Records from a data collection:
________________
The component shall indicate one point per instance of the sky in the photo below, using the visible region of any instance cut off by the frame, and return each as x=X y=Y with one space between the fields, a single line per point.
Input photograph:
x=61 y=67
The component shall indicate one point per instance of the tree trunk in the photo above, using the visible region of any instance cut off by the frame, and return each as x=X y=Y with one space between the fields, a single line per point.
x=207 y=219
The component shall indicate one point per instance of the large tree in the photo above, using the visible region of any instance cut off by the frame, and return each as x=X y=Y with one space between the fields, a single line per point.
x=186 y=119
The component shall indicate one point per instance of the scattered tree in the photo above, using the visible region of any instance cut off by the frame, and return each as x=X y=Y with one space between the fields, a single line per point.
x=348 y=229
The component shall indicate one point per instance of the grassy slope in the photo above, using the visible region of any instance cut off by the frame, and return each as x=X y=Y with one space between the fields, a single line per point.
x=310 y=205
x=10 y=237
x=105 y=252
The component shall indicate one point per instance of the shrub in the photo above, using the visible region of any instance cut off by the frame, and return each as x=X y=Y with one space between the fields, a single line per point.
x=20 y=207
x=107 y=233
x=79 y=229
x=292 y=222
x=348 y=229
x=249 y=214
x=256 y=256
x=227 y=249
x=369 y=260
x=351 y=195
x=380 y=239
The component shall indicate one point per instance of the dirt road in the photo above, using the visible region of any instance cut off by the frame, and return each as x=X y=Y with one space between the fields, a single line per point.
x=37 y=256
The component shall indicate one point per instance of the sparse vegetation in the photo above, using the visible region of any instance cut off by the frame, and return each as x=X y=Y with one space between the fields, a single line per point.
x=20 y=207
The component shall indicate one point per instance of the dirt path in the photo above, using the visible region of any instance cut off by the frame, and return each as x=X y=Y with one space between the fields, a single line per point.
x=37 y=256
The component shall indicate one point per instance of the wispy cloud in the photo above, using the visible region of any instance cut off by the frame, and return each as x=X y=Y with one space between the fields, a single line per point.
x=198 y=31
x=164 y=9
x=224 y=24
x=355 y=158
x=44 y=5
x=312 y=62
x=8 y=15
________________
# [Task directions]
Reproduce the complete data exactly as presented above.

# [Complete answer]
The component shall indicate one point per instance of the sky in the photo below, using the visible region of any instance cut off by the frame, and return each as x=X y=Y with one space between the fields, a single line per point.
Input photograph:
x=61 y=67
The component shall indicate one point per instance of the tree trunk in the photo above, using the visible region of any instance cut off by the frame, and return each as x=X y=Y with one space between the fields, a single line per point.
x=207 y=219
The component shall indicate one point per instance of the large tree in the photo above, using the visible region of any instance cut off by the frame, and return each as x=X y=Y with one space between the fields, a single line per point.
x=186 y=119
The component shall indicate one point per instance of the scattered tree in the photo above, using the visible region of any instance cut off by the frame, and return each as x=X y=Y with one space between the fields, a single line per point.
x=348 y=229
The component shall indicate one point per instance of the grassy slope in the photo above, using the visible region of any instance cut off by the frame, and return each as x=X y=Y with one space between the fields, a single line per point.
x=310 y=205
x=10 y=237
x=105 y=252
The component shall indicate one point per instance of the shrub in the photo above, using the visible region of any instance cut off by the frame, and return each as x=X y=Y with one space between the fields, a single line per point.
x=20 y=207
x=107 y=233
x=79 y=229
x=292 y=222
x=348 y=229
x=249 y=214
x=256 y=256
x=227 y=249
x=369 y=260
x=351 y=195
x=380 y=239
The component shall indicate one point per instance of the dirt road in the photo above, using the visible region of any instance cut off by the frame, and return each as x=X y=Y with one space between the fields, a single line per point.
x=37 y=256
The component shall indicate one point per instance of the sparse vegetation in the photo above, using the visible region of any instance cut off by the frame, and return each as x=X y=Y with one space between the fields, a single line per point.
x=20 y=207
The component shall indicate one point per instance of the dirt path in the photo above, using the visible region of any instance cut off by the frame, and return each as x=X y=Y with one space between the fields, a single line per point.
x=37 y=256
The component shall indicate one point per instance of the wispy cloud in the photo above, using the visible region of any instance cut off by the frame, and return each as x=X y=Y with one space between the fields, a single line per point.
x=198 y=31
x=164 y=9
x=224 y=24
x=355 y=158
x=44 y=5
x=312 y=62
x=8 y=15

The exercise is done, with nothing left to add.